** Opening SUPPLIED DATA block **
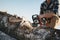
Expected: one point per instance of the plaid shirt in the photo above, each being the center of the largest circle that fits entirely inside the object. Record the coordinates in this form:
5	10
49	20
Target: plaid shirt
53	6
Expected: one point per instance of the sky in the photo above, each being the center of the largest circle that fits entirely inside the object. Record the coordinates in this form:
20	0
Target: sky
25	8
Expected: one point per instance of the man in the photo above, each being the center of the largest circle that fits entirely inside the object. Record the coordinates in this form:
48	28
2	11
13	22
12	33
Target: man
49	5
52	6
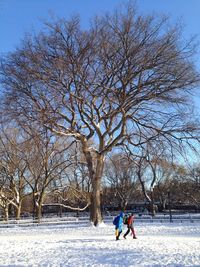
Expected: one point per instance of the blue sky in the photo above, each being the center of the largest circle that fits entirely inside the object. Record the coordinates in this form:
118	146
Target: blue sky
20	16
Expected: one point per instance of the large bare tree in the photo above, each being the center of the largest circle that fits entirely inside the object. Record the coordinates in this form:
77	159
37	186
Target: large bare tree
124	81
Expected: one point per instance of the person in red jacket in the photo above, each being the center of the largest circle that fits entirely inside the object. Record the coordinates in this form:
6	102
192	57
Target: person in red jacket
130	226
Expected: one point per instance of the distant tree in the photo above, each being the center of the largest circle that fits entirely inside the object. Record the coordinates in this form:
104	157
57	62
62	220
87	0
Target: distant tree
** Closing SUPPLIED DATA block **
**REQUIRED ACTION:**
Copy out every line of the data that includes the word "distant".

**RESULT OF THE TASK:**
Expected: one point per instance of the distant tree in the photo above, each being the center of the largest circle that fits entirely inside the object. Record the coordinates in this form:
Target: distant tree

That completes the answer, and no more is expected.